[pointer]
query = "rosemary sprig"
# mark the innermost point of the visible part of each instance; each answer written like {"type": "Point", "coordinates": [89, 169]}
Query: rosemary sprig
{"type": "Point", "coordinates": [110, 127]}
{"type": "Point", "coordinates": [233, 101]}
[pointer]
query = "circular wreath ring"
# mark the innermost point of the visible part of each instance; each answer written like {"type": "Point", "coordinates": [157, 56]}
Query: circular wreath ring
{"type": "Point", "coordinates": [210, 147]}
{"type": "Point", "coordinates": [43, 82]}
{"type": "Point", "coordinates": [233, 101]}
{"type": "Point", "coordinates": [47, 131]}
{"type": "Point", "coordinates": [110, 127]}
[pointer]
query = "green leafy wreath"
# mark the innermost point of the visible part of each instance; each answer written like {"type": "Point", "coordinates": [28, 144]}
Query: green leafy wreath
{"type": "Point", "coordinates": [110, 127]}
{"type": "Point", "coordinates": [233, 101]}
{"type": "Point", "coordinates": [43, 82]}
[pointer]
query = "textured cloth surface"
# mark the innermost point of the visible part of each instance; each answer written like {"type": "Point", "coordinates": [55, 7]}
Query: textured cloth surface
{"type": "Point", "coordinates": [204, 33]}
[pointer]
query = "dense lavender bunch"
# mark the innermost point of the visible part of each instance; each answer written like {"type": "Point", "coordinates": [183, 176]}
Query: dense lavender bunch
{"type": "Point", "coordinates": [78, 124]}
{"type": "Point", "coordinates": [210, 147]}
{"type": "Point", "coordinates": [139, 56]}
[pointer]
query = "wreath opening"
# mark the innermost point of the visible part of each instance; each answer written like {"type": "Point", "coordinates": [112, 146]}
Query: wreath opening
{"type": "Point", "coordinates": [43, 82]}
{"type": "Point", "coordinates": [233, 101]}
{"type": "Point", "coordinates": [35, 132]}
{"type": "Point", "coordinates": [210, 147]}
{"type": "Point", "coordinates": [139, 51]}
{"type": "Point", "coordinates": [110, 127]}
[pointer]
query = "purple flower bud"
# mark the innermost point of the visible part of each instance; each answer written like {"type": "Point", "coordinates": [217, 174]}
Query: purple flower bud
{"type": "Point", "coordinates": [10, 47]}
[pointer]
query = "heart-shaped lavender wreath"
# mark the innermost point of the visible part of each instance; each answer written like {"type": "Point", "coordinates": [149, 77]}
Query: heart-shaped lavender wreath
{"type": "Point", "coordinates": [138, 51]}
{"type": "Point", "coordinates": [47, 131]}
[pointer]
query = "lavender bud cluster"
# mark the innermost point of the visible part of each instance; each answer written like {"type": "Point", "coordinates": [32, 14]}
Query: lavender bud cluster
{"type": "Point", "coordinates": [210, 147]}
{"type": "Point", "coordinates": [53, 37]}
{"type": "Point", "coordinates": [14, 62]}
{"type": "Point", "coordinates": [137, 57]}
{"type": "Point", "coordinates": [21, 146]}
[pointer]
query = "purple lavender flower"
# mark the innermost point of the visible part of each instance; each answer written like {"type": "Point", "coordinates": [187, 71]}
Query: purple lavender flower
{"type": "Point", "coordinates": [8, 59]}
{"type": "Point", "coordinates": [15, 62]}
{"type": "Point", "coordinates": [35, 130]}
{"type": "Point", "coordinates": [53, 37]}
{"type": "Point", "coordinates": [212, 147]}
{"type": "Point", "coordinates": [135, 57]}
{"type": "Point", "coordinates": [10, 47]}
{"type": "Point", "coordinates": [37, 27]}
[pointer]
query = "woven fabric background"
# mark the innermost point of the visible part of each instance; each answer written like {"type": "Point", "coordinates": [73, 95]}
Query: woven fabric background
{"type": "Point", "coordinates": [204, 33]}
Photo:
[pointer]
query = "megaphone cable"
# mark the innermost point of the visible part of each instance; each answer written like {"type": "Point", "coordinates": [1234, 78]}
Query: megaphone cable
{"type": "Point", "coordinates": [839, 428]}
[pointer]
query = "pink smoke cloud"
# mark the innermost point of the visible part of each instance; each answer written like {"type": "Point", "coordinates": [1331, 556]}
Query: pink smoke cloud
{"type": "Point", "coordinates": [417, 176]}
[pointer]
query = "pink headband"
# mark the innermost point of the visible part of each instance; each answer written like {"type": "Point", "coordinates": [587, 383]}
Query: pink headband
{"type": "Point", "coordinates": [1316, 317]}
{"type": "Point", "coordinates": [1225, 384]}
::::
Print back all the lines verbatim.

## RESPONSE FOR THIS EXERCISE
[pointer]
query = "rosemary sprig"
# mark the innermost point of the visible part of each instance; each answer written like {"type": "Point", "coordinates": [89, 169]}
Query: rosemary sprig
{"type": "Point", "coordinates": [110, 127]}
{"type": "Point", "coordinates": [233, 101]}
[pointer]
query = "circular wreath ring"
# mark the innermost point of the visible part of each instance; each answer written like {"type": "Point", "coordinates": [157, 56]}
Query: circular wreath ring
{"type": "Point", "coordinates": [210, 147]}
{"type": "Point", "coordinates": [43, 82]}
{"type": "Point", "coordinates": [233, 101]}
{"type": "Point", "coordinates": [47, 131]}
{"type": "Point", "coordinates": [110, 127]}
[pointer]
query = "green leafy wreath"
# mark the innermost point of the visible part of each instance; each answer written like {"type": "Point", "coordinates": [28, 144]}
Query: green leafy wreath
{"type": "Point", "coordinates": [110, 127]}
{"type": "Point", "coordinates": [233, 101]}
{"type": "Point", "coordinates": [43, 82]}
[pointer]
query = "textured cloth surface"
# mark the innermost point of the visible part of each instance; each answer written like {"type": "Point", "coordinates": [55, 7]}
Query: textured cloth surface
{"type": "Point", "coordinates": [204, 33]}
[pointer]
query = "dense lavender bunch"
# mark the innermost point of the visible part of each instance; each answer written like {"type": "Point", "coordinates": [183, 176]}
Query: dense lavender bunch
{"type": "Point", "coordinates": [78, 124]}
{"type": "Point", "coordinates": [210, 147]}
{"type": "Point", "coordinates": [139, 56]}
[pointer]
query = "wreath opening"
# mark the innermost point of the visible part of each instance; each answer written like {"type": "Point", "coordinates": [112, 146]}
Query: wreath opening
{"type": "Point", "coordinates": [43, 82]}
{"type": "Point", "coordinates": [233, 101]}
{"type": "Point", "coordinates": [35, 132]}
{"type": "Point", "coordinates": [210, 147]}
{"type": "Point", "coordinates": [139, 51]}
{"type": "Point", "coordinates": [110, 127]}
[pointer]
query = "purple flower bud"
# mark the innermost point of the visible part of each instance; each answer written like {"type": "Point", "coordinates": [217, 174]}
Query: purple flower bud
{"type": "Point", "coordinates": [10, 47]}
[pointer]
query = "heart-shaped lavender wreath"
# mark the innermost point of the visible part of each instance; each answer written like {"type": "Point", "coordinates": [149, 77]}
Query: heart-shaped lavender wreath
{"type": "Point", "coordinates": [138, 51]}
{"type": "Point", "coordinates": [47, 131]}
[pointer]
query = "lavender bud cluster"
# mark the innermost point of the visible part of each instance; each answer written like {"type": "Point", "coordinates": [32, 14]}
Query: lavender bud cluster
{"type": "Point", "coordinates": [210, 147]}
{"type": "Point", "coordinates": [53, 37]}
{"type": "Point", "coordinates": [14, 62]}
{"type": "Point", "coordinates": [137, 57]}
{"type": "Point", "coordinates": [21, 146]}
[pointer]
query = "purple lavender flower"
# mark the innermost point of the visible part of each instance; each answer written like {"type": "Point", "coordinates": [187, 71]}
Query: purple lavender flower
{"type": "Point", "coordinates": [8, 59]}
{"type": "Point", "coordinates": [15, 62]}
{"type": "Point", "coordinates": [35, 130]}
{"type": "Point", "coordinates": [53, 37]}
{"type": "Point", "coordinates": [212, 147]}
{"type": "Point", "coordinates": [135, 57]}
{"type": "Point", "coordinates": [10, 47]}
{"type": "Point", "coordinates": [37, 27]}
[pointer]
query = "woven fabric background"
# mark the innermost point of the visible part of each instance; each answer written like {"type": "Point", "coordinates": [73, 95]}
Query: woven fabric background
{"type": "Point", "coordinates": [204, 33]}
Photo:
[pointer]
query = "megaphone cable"
# mark the innermost point of the visible part of each instance; each answer written like {"type": "Point", "coordinates": [1234, 78]}
Query: megaphone cable
{"type": "Point", "coordinates": [839, 428]}
[pointer]
query = "pink smoke cloud"
# mark the innermost point of the visible part of each instance; each answer written like {"type": "Point", "coordinates": [1331, 556]}
Query: pink smoke cloud
{"type": "Point", "coordinates": [417, 176]}
[pointer]
query = "pink headband"
# mark the innermost point of the visible part of each instance; each answer written like {"type": "Point", "coordinates": [587, 383]}
Query: pink headband
{"type": "Point", "coordinates": [1316, 317]}
{"type": "Point", "coordinates": [1225, 384]}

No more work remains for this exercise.